■ **AUFGABENSTELLUNG**:
Übernimm alle folgenden Zeilen wortgetreu und unverändert.

■ **GEGEBENE DATEN**:
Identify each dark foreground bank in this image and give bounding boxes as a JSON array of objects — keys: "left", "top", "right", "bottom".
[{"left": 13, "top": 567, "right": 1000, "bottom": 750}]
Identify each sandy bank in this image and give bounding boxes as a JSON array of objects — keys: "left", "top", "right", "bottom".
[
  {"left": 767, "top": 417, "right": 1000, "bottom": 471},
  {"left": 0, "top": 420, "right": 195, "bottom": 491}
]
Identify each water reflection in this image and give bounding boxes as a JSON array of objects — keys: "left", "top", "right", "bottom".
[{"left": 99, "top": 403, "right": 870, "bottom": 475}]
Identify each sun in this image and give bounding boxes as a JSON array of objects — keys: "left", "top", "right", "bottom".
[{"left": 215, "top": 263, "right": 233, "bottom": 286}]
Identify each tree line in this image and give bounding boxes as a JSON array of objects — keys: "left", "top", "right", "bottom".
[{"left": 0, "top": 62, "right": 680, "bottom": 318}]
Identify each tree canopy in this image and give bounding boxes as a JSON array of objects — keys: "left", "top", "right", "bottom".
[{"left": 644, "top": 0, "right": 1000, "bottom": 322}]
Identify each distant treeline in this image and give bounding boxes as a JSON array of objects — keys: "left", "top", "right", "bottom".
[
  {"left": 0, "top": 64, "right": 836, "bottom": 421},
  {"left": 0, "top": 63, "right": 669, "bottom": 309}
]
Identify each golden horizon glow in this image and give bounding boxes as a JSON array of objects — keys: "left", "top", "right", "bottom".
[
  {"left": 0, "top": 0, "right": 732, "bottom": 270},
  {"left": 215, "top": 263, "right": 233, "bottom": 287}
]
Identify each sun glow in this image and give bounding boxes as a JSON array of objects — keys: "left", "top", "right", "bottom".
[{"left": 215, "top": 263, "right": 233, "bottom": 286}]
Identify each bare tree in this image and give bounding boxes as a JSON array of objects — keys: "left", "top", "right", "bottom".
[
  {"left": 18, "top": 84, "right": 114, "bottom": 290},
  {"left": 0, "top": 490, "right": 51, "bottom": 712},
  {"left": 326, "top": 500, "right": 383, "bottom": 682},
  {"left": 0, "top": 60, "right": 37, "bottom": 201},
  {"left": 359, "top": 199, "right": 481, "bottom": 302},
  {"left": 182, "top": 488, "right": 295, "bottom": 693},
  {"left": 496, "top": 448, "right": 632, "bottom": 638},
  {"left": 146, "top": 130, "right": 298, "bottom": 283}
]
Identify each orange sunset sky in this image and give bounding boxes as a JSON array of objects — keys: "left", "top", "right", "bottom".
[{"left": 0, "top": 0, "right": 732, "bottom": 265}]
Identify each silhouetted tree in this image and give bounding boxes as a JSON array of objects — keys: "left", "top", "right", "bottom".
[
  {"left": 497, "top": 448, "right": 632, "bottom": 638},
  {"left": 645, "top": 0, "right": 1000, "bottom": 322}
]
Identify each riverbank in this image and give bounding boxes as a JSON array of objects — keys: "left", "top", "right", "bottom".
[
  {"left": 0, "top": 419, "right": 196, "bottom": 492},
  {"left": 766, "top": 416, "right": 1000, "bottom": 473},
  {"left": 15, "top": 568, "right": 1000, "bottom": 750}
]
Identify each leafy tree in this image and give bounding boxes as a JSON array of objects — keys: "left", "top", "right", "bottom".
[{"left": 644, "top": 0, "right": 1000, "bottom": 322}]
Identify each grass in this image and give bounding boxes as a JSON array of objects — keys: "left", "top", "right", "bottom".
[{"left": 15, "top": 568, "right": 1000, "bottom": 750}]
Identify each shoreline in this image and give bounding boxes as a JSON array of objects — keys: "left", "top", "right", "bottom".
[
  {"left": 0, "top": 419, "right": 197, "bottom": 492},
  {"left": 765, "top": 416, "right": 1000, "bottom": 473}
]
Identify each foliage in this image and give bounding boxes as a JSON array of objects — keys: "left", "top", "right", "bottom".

■ **LÖSUNG DER AUFGABE**:
Identify each dark foreground bank in this image and give bounding boxes as a JSON array of objects — keys: "left", "top", "right", "bottom".
[{"left": 13, "top": 567, "right": 1000, "bottom": 750}]
Identify each sandy bank in this image and give bounding boxes as a JSON array of objects — keys: "left", "top", "right", "bottom".
[
  {"left": 767, "top": 417, "right": 1000, "bottom": 471},
  {"left": 0, "top": 420, "right": 195, "bottom": 491}
]
Identify each water reflection in this image and give bounding boxes as a JSON array of objects — keys: "left", "top", "right", "bottom".
[{"left": 99, "top": 403, "right": 870, "bottom": 475}]
Identify each sun in this image and give bounding boxes as a JSON array of objects — keys: "left", "top", "right", "bottom".
[{"left": 215, "top": 263, "right": 233, "bottom": 286}]
Identify each tree line in this image and give bounding boxes as a JSON array of objects — keys: "left", "top", "right", "bottom".
[{"left": 0, "top": 62, "right": 680, "bottom": 318}]
Identify each tree canopy in this image and give bounding boxes as a JSON array of objects — keys: "left", "top", "right", "bottom".
[{"left": 644, "top": 0, "right": 1000, "bottom": 322}]
Identify each distant treeline in this image and give bounding boxes as a JSON array of objects — keys: "left", "top", "right", "bottom".
[
  {"left": 0, "top": 64, "right": 836, "bottom": 421},
  {"left": 0, "top": 63, "right": 669, "bottom": 309}
]
Identify each golden horizon glow in this image and give bounding boxes as a JSON array of objects — keys: "left", "top", "right", "bottom".
[
  {"left": 0, "top": 0, "right": 732, "bottom": 270},
  {"left": 215, "top": 263, "right": 233, "bottom": 287}
]
Identify each sun glow in this image and give bounding boxes as a JSON array of objects — keys: "left", "top", "right", "bottom".
[{"left": 215, "top": 263, "right": 233, "bottom": 286}]
Identify each bare tree in this image and give bounding boxes as a JSON array of objects — keys: "left", "top", "right", "bottom".
[
  {"left": 18, "top": 84, "right": 114, "bottom": 290},
  {"left": 0, "top": 490, "right": 51, "bottom": 712},
  {"left": 326, "top": 500, "right": 383, "bottom": 682},
  {"left": 0, "top": 60, "right": 37, "bottom": 201},
  {"left": 359, "top": 199, "right": 481, "bottom": 302},
  {"left": 182, "top": 488, "right": 295, "bottom": 693},
  {"left": 496, "top": 448, "right": 632, "bottom": 638},
  {"left": 146, "top": 130, "right": 298, "bottom": 283}
]
Identify each orange sunset sky in this image and give bounding boxes as a JSON array of objects — keys: "left", "top", "right", "bottom".
[{"left": 0, "top": 0, "right": 732, "bottom": 265}]
Identify each silhouetted tree in this image and give bounding boxes as a JSON array of objects — keys: "left", "top", "right", "bottom".
[
  {"left": 497, "top": 448, "right": 632, "bottom": 638},
  {"left": 645, "top": 0, "right": 1000, "bottom": 322}
]
Identify each riverbank in this image and give bounding boxes as a JSON array of objects — keys: "left", "top", "right", "bottom".
[
  {"left": 0, "top": 419, "right": 196, "bottom": 492},
  {"left": 766, "top": 416, "right": 1000, "bottom": 473},
  {"left": 15, "top": 568, "right": 1000, "bottom": 750}
]
Identify each leafy tree in this image and give bounding boxes as a JSON array of objects — keys: "left", "top", "right", "bottom".
[{"left": 644, "top": 0, "right": 1000, "bottom": 322}]
Identify each grass in this image and give bounding boxes as a JSON array of objects — keys: "left", "top", "right", "bottom".
[{"left": 15, "top": 568, "right": 1000, "bottom": 750}]
Identify each shoreline in this image and give bounding boxes as a JSON array of objects — keys: "left", "top", "right", "bottom".
[
  {"left": 0, "top": 419, "right": 197, "bottom": 492},
  {"left": 765, "top": 416, "right": 1000, "bottom": 473}
]
Identify each foliage in this image and give bounding boxes as a JSON array of objects — keys: "left", "top", "right", "bottom".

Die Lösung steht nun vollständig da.